*** Text excerpt
If you doubt the connection between SC and WV, I have a vignette: my brother-in-law Dave worked in the WV coal mines as a young man out of high school. His early cell-phone plan included, as local calls, Huntington and Charleston, WV and (you got it!) Myrtle Beach, SC.
I write about this today because West Virginia is in the heart of Appalachia, which stretches from Southern New York all the way to Northern Mississippi (passing through the Upstate of South Carolina). Appalachia is defined as a ‘cultural region,’ and indeed it is.
More to the point, I write this because Appalachia is struggling. Although poverty has improved over the decades, Appalachia as a whole still faces financial woes, much of it made worse by those who are all too anxious to kill coal, but provide no other employment options for those terminated as part of an environmental purge. As if the ‘coal industry’ is only some vast robotic behemoth, and does not represent the hopes and dreams, and often the only financial possibility, for an entire ‘cultural region’ of America.
Appalachia is also struggling with rampant drug addiction and broken by the many funerals, ruined lives and crimes that widespread addiction brings in its wake. From pill-mills dispensing oxycontin to meth labs and imported heroin, the toll in lost lives and lost hope is crushing.
When Jan and I have traveled home over the years, deeper and deeper into Appalachia, up Highway 23 through North Carolina, Tennessee, Virginia and Kentucky and then home, it’s easy to see a place of magnificent beauty, resilient people and serious, inexpressible hopelessness. I never know if the drug abuse is the cause of the loss of hope, or the result of it. Cart, horse. It’s all tragic.
Sadly enough, America frequently just isn’t interested. Appalachian people are still acceptable sources of scorn for much of urban, coastal America. They’re live in ‘flyover country.’ Trailer-trash, hicks, rednecks. People who ‘cling to guns or religion or antipathy toward people who aren’t like them,’ to quote a well-known political figure. When a culture is endlessly mocked and derided, its people get the message loud and clear. Don’t try. It doesn’t matter.
But this June 20th I’d like to speak for my ancestors, and the forebears of so many, who settled in the Mountains of WV and other portions of Appalachia after leaving the press and stagnation of Europe. I’d like to speak for those who still live there, and who find solace and connection in the ghosts of their ancestors, the starkness of the mountains and valleys, in the life, faith, culture and music of the cities and towns. Like me, they stay there because in Appalachia, the past and the present are difficult but inextricable.
And if nostalgia isn’t enough, let us remember Appalachian people keep the lights (and i-Pads, DVR’s and electric cars) on by mining coal. They also provide timber and produce, work in important industries and share their region for the recreation of any and all. All too many have also shed their blood in America’s many wars, and continue to boldly, proudly ‘stand on the wall’ around the world.
America loves to talk about its multiculturalism. And one of its greatest cultures is firmly entrenched, despite its pains and struggles, in the vast region we call Appalachia. It deserves our respect.
******
Prompt A: According to the essay on Appalachia, between which two places does the region stretch?
The essay on Appalachia and the entries have no connection to each other.
*** Given data
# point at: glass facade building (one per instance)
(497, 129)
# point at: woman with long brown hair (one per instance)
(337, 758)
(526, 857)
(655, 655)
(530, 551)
******
Prompt B: Reproduce all the object-pointing entries above, line for line, with no changes.

Exercise output A: From Southern New York to Northern Mississippi.

Exercise output B:
# point at: glass facade building (one per instance)
(497, 129)
# point at: woman with long brown hair (one per instance)
(337, 758)
(526, 857)
(655, 655)
(530, 551)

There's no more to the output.